Material shown:
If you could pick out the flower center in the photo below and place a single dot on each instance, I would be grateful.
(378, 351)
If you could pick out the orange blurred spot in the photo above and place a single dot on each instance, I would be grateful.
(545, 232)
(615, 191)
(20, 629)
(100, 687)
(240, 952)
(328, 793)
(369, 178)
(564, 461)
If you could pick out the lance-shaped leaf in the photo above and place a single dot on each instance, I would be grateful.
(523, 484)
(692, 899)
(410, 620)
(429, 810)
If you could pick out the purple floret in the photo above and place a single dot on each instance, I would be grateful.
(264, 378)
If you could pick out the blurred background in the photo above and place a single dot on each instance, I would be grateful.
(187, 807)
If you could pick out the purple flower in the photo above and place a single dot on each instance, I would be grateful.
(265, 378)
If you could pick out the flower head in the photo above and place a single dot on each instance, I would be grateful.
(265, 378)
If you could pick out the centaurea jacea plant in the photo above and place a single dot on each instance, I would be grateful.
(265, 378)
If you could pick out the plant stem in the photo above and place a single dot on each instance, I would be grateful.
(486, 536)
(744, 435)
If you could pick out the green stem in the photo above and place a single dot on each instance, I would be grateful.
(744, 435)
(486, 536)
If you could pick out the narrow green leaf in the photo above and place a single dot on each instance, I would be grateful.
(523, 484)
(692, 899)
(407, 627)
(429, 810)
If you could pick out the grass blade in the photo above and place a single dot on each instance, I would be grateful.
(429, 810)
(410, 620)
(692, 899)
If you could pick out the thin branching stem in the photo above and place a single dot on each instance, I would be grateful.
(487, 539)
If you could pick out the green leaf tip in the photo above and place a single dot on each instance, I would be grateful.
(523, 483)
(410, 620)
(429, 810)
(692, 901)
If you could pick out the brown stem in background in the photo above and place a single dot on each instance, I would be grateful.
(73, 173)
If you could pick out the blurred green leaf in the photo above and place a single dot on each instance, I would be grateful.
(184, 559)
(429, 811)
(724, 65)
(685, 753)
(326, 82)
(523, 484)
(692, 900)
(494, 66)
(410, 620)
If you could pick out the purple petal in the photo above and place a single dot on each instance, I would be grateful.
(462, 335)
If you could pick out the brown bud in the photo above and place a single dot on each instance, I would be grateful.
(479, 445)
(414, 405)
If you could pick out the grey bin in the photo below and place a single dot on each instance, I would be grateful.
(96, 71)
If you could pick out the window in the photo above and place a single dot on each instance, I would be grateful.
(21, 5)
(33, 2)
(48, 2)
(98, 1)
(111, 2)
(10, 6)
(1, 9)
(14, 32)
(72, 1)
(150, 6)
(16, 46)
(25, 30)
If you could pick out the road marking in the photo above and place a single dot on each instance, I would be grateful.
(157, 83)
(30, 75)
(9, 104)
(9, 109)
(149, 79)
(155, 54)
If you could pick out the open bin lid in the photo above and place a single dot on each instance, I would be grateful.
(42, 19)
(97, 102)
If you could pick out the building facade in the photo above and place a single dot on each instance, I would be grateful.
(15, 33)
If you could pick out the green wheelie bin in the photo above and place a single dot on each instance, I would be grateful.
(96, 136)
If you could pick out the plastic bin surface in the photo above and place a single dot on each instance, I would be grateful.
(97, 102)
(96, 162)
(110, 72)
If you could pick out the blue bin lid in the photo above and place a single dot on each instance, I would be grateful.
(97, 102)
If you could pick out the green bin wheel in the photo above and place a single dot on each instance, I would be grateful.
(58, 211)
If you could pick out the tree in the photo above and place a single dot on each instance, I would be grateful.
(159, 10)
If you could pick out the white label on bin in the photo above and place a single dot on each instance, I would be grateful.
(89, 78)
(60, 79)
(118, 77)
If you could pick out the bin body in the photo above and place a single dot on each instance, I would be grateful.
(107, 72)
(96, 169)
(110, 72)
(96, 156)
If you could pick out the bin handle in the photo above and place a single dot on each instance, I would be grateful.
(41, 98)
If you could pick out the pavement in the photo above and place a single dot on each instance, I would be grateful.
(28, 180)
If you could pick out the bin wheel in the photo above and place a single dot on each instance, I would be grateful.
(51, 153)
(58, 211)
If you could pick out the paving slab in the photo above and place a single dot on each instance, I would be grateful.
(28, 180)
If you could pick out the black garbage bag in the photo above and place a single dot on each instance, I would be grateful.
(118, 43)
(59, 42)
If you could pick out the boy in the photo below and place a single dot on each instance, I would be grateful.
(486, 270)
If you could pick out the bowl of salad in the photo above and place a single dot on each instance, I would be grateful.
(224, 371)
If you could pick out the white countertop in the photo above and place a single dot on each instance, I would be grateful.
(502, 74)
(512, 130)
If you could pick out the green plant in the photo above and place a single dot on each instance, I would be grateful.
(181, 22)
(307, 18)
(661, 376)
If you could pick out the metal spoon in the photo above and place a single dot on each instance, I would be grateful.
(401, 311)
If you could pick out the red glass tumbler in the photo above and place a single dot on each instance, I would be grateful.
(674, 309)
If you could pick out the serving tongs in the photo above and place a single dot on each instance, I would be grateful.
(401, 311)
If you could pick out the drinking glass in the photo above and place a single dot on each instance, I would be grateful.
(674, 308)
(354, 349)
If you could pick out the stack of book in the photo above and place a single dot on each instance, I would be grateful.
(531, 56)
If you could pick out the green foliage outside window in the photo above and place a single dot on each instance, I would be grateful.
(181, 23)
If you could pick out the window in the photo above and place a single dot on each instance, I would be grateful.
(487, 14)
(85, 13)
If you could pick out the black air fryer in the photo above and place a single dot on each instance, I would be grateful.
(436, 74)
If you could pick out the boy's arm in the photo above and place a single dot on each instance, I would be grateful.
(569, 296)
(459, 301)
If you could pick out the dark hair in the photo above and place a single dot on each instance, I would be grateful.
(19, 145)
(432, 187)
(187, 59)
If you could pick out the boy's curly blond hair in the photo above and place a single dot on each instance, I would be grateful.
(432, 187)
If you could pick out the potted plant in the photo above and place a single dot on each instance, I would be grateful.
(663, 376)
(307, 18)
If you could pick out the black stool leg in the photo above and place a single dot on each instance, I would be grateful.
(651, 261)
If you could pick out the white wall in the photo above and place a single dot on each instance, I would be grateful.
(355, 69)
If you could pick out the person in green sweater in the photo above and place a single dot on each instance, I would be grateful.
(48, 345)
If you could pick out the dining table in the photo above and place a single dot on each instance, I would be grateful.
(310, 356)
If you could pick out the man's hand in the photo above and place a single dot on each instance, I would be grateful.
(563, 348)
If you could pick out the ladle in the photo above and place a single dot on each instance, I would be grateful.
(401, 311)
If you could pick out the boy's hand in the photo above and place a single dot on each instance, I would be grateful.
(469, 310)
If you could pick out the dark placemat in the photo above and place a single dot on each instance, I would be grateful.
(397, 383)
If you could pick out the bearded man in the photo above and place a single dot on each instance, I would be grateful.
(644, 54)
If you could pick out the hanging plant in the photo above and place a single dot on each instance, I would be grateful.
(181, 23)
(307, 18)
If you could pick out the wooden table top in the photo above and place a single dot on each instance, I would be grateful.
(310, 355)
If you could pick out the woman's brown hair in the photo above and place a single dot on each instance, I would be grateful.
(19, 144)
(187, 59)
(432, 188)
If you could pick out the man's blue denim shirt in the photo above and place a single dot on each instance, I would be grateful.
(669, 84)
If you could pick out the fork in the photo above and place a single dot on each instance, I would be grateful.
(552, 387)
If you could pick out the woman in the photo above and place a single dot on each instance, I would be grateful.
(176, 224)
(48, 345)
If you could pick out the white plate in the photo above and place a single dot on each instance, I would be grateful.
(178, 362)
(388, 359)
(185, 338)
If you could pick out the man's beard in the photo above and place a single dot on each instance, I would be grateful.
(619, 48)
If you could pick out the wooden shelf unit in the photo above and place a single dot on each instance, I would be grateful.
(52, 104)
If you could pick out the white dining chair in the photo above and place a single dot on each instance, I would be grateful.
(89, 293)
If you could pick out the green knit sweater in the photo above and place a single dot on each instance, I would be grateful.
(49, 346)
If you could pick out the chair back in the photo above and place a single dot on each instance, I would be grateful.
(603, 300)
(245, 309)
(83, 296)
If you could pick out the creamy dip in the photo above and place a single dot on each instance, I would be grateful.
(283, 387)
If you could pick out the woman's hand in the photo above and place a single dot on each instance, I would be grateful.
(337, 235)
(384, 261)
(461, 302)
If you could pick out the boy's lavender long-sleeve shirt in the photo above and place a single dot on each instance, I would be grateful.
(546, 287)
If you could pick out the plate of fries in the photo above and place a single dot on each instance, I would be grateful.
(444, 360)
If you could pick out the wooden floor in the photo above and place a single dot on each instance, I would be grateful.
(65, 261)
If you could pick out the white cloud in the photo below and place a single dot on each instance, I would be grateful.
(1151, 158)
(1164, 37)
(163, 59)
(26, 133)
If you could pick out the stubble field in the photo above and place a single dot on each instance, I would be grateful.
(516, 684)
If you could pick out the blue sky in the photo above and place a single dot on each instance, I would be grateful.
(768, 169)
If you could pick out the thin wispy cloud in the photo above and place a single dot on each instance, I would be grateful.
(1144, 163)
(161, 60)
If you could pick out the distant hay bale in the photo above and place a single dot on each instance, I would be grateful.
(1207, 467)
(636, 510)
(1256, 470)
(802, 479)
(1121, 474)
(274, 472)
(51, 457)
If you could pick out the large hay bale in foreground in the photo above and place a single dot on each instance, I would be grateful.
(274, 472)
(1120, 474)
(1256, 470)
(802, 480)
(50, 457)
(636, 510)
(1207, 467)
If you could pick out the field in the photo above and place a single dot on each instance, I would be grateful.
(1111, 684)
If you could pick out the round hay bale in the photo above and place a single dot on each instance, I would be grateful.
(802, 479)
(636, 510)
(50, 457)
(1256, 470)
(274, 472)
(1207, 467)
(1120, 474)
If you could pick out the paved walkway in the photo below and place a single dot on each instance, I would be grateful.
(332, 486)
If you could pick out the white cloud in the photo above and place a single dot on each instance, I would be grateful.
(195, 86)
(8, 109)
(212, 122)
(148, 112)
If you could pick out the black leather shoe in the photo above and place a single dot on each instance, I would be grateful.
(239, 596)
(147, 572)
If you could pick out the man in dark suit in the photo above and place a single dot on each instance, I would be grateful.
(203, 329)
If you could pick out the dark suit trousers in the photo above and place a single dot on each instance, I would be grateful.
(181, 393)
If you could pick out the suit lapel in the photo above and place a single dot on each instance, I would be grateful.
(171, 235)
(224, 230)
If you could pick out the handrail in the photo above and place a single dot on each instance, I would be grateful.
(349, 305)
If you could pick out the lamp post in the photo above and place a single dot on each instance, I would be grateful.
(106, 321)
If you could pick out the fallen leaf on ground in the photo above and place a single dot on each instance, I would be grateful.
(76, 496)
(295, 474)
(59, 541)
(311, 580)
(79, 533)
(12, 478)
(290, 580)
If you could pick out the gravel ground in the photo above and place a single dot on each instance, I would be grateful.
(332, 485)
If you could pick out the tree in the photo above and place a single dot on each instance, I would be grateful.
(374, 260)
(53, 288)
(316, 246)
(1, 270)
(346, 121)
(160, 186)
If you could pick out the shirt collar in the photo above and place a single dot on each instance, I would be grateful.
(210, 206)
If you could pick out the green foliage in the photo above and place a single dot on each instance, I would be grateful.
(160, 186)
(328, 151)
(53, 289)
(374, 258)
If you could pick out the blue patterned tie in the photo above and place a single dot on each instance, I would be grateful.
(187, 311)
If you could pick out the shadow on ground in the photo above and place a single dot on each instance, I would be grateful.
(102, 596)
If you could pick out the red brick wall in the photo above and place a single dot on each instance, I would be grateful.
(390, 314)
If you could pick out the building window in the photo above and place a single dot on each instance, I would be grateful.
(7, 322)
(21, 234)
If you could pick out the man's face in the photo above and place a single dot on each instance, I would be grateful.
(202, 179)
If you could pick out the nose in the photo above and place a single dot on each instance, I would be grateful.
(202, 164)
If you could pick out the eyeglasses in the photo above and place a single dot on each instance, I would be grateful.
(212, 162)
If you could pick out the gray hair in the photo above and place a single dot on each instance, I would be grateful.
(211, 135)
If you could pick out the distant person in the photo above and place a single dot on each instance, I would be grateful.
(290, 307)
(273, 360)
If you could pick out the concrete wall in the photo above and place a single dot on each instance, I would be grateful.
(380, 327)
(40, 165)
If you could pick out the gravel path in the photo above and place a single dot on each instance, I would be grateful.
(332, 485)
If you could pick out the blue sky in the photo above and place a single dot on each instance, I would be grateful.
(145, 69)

Set task: From the line that contains "If you could pick out the man's face" down to the last line of the listing above, repeat each line exactly, and include nothing else.

The solution:
If you could pick out the man's face in the photo above and place a single dot on each instance, I would be grateful.
(202, 179)
If you could pick out the nose in the photo above and place a single dot on each instance, I would be grateful.
(202, 164)
If you could pick out the eyeglasses in the photo above and place a single dot on each instance, I would be grateful.
(212, 162)
If you could pick out the gray hair in the photo above and place a single dot on each instance, I would be grateful.
(211, 135)
If you could pick out the distant person in the photo above and place a single dot on each instance, I would be grateful.
(290, 307)
(273, 360)
If you could pick out the concrete wall in the photo above and place a single dot on each instance, I would be grateful.
(380, 327)
(40, 165)
If you could pick out the gravel path in the photo above and place a single dot on each instance, I would be grateful.
(332, 485)
If you could pick out the blue sky in the photo above and place a single dot on each instance, I would be grateful.
(145, 69)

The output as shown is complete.